**Task**
Could you repeat the listing with "empty space" swapped for "the background" throughout, keeping everything else the same and leaving the pictures out?

(Items listed in a dataset)
-*-

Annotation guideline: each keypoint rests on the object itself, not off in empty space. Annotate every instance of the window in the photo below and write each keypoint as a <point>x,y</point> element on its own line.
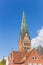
<point>39,64</point>
<point>29,63</point>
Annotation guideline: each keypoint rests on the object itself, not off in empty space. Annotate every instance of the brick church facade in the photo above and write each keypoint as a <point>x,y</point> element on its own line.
<point>25,54</point>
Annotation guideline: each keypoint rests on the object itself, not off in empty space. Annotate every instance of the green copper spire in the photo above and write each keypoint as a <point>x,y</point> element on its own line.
<point>24,27</point>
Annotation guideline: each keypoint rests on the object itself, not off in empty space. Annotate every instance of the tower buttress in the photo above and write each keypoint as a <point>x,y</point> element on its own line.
<point>24,40</point>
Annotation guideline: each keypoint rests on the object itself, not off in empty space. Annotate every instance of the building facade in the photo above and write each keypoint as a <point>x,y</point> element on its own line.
<point>25,54</point>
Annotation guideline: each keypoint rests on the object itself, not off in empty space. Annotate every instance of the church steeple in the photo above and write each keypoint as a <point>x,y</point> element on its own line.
<point>24,41</point>
<point>24,28</point>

-*-

**Solution**
Annotation guideline: each keypoint rests on the object itself, not off in the background. Annotate every instance of the window in the photo below and write each keypoint as a <point>x,y</point> element on its own line.
<point>39,64</point>
<point>29,63</point>
Annotation guideline: each keypoint rests on the object itself, not off in the background. Annotate every instance of the brick church facade in the photo above and write each keypoint as a <point>x,y</point> element on its own line.
<point>25,54</point>
Annotation guideline: each keypoint rests on the object itself, not off in the background. Annotate every instance of the green copper spire in the photo above and write each keypoint as a <point>x,y</point> element on its own line.
<point>24,27</point>
Annotation guideline: each keypoint rests on the object itself, not off in the background. Annotate every instance of the tower buttress in the photo above and write each keypoint as a <point>x,y</point> element on its own line.
<point>24,40</point>
Annotation guideline: each keypoint rests on the object itself, not off in the background. Annotate every instance of the building facade in the photo above and write each keypoint as a <point>x,y</point> element on its own line.
<point>25,54</point>
Annotation guideline: each keypoint rests on the object itself, not off in the background. Annotate every instance of the church steeple in the photo above and write each keypoint as a <point>x,y</point> element on its own line.
<point>24,41</point>
<point>24,28</point>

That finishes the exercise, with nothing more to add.